> Exercise brief
Repeat the records below, swapping every "text query" for "text prompt" and changing nothing else. Leave out the pictures.

--------------------

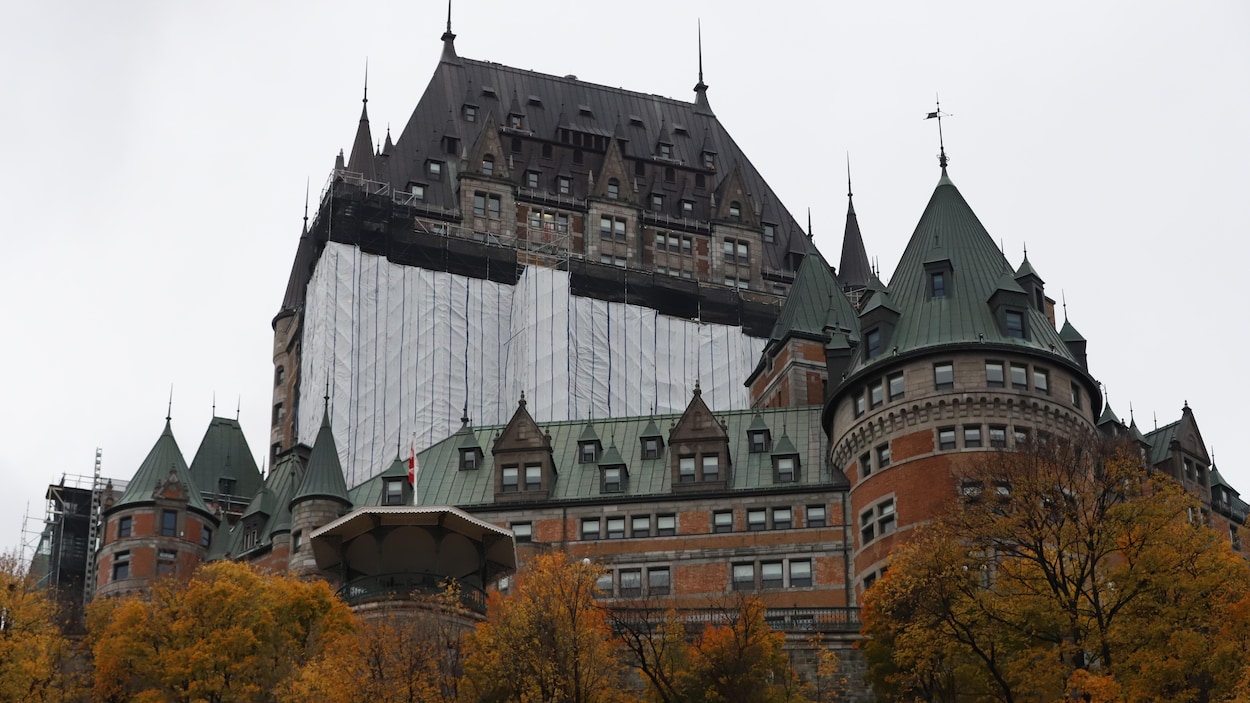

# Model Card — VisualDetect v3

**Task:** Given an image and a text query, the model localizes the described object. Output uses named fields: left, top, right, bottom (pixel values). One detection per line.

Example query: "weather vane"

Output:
left=925, top=94, right=951, bottom=169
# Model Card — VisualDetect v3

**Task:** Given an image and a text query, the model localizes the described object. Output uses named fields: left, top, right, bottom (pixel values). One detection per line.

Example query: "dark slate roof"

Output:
left=111, top=418, right=213, bottom=515
left=853, top=169, right=1075, bottom=373
left=291, top=410, right=350, bottom=504
left=387, top=405, right=846, bottom=505
left=190, top=418, right=264, bottom=498
left=380, top=51, right=804, bottom=270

--------------------

> Correct response
# Model Card — VisualDetect v3

**Task:** Given an image and a text prompt, the model localizes the described object. Output uses named fields: left, top, right, bottom (pixel values). One detection per line.

Example query: "weather vane"

Output:
left=925, top=94, right=951, bottom=169
# Model Card — VisualDetect v3

**Task:** Given an image and a text prompt, the model localizes the described object. Output uses named fields: left, top, right, bottom (pixel values). One detection per line.

Example query: "dark slate roof"

Output:
left=111, top=418, right=213, bottom=515
left=853, top=169, right=1075, bottom=373
left=291, top=410, right=350, bottom=504
left=387, top=405, right=846, bottom=505
left=190, top=418, right=264, bottom=498
left=380, top=51, right=804, bottom=270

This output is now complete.